Data lines:
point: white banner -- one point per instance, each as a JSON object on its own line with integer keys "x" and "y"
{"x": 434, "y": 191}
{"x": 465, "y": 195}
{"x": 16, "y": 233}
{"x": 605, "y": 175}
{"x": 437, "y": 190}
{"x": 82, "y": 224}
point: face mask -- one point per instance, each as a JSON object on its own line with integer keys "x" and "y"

Task directions: Rewrite all the entries with "white banner" renamed to "white sign", leaving everything else the same.

Written response:
point: white sign -- one point per instance, each as a JSON object on its own line with integer keys "x" and "y"
{"x": 434, "y": 191}
{"x": 465, "y": 195}
{"x": 16, "y": 233}
{"x": 605, "y": 175}
{"x": 437, "y": 190}
{"x": 82, "y": 224}
point: face mask -- one point per instance, each as a JSON object on its own line with integer keys "x" and "y"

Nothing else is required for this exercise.